HUE、「グラナド・エスパダ ルネッサンス」運営インタビュー
理想的な成長ロードマップを設定、レベルキャップのある新サーバーの意図とは?


7月27日収録


 株式会社ハンビットユビキタスエンターテインメントは8月12日、MMORPG「グラナド・エスパダ プラス」のタイトルを「グラナド・エスパダ ルネッサンス」に変更し、様々な新規要素の追加、全面的なタイトルリニューアルを行なう。

 このリニューアルでは、新地域「カスティア」の実装、新キャスト、新PvP等多数の要素が実装される。また、ゲームバランスそのものが大きく変わり、レベル1からのキャラクター育成や、コンテンツをプレイするスピードそのものが大きく変わる。キャラクター成長のロードマップを見直し、これまでのバランスとは全く変わったものになるという。この他、課金アイテムの価格の見直しや、一部サービスの無料化も行なわれる。

 さらに新規ワールド「セレスタイト」をオープンする。このワールドは単純な“新サーバー”ではなく、キャラクターのレベルキャップ、そしてそれに合わせたコンテンツ制限を行なっていく。新規ワールドについては8月3日から事前登録を行なっているので、参加希望者はぜひ応募しておきたいところだ。

 多数の要素が追加・変更される「グラナド・エスパダ ルネッサンス」だが、今回はゲームバランスの変更、そして制限をかける新ワールドの“意図”にフォーカスを当て、ハンビットユビキタスエンターテインメント事業部長兼プロデューサーの中尾圭吾氏と、マーケティングチームの村松直也氏にインタビューを行なった。




■ 全コンテンツを見直し、キム・ハッキュ氏が理想とする成長ロードマップを提示。無課金によるクラスアップも可能に

「グラナド・エスパダ ルネッサンス」事業部長兼プロデューサーの中尾圭吾氏
マーケティングチームの村松直也氏。中尾氏の意見をまとめたり、概要などを語った

 まず最初に中尾氏が説明したのは、「グラナド・エスパダ ルネッサンス」のバランスの調整部分だ。今回のルネッサンスにあたり、開発を行なっているIMC Games代表のキム・ハッキュ氏は、このゲームバランス、コンテンツの消費のバランスに最も力を入れて調整を行なった。

データセット行 =
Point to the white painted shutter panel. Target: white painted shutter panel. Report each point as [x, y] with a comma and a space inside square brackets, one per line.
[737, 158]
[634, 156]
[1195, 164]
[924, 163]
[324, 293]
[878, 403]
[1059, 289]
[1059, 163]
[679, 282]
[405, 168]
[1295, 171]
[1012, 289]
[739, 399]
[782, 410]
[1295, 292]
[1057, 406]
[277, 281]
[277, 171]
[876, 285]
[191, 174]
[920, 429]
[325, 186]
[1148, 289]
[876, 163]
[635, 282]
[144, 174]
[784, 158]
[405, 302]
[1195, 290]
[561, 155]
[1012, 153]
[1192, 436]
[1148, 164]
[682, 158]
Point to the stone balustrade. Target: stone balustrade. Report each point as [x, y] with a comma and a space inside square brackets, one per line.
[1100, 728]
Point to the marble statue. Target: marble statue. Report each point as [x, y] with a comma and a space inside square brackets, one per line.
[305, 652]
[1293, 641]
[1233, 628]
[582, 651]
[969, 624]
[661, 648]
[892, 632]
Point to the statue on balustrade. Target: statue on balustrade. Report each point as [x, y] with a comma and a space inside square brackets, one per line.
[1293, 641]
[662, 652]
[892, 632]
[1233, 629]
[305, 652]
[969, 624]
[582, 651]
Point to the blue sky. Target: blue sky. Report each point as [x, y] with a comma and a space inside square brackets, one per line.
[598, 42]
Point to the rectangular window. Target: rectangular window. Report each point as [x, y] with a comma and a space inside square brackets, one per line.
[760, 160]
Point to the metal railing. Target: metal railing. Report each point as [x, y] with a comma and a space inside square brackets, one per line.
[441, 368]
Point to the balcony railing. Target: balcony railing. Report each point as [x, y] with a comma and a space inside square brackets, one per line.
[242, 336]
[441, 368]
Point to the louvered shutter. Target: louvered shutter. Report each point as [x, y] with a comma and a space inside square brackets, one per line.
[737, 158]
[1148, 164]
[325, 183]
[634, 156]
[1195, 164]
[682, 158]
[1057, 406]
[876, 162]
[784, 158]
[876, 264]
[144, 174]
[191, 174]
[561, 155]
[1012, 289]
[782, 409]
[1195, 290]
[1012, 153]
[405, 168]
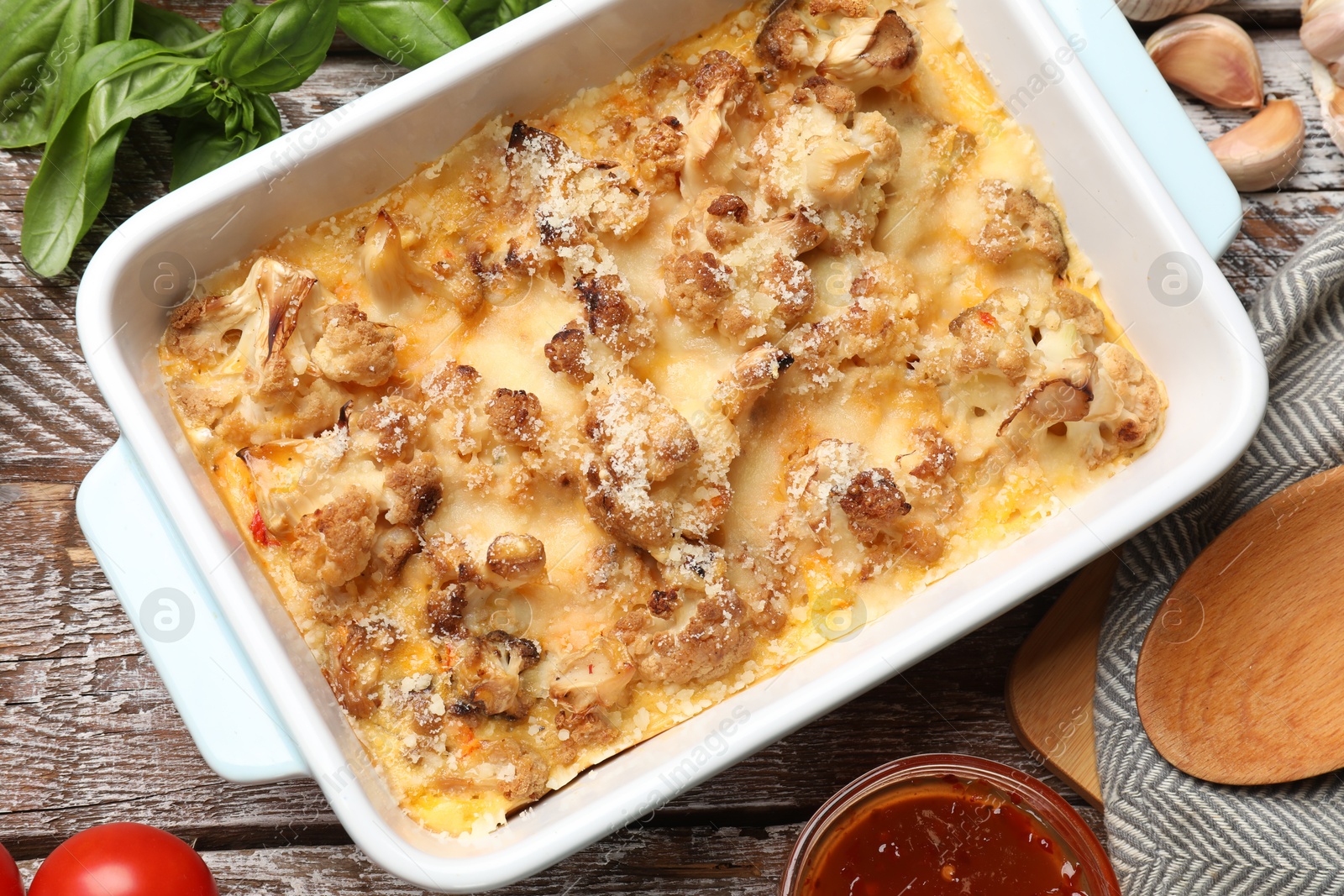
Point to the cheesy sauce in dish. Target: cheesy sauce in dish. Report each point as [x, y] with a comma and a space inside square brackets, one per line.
[616, 410]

目標 A = 原文抜粋によると、新たにオープンする新規ワールドの名称は何か。
目標 B = 原文抜粋のうち、「このリニューアルでは、新地域」から「ひ応募しておきたいところだ。」までの部分を一字一句そのまま書き写しなさい。
原文抜粋の記述だけを根拠として解答すること。

正答 A = セレスタイト

正答 B =
このリニューアルでは、新地域「カスティア」の実装、新キャスト、新PvP等多数の要素が実装される。また、ゲームバランスそのものが大きく変わり、レベル1からのキャラクター育成や、コンテンツをプレイするスピードそのものが大きく変わる。キャラクター成長のロードマップを見直し、これまでのバランスとは全く変わったものになるという。この他、課金アイテムの価格の見直しや、一部サービスの無料化も行なわれる。

 さらに新規ワールド「セレスタイト」をオープンする。このワールドは単純な“新サーバー”ではなく、キャラクターのレベルキャップ、そしてそれに合わせたコンテンツ制限を行なっていく。新規ワールドについては8月3日から事前登録を行なっているので、参加希望者はぜひ応募しておきたいところだ。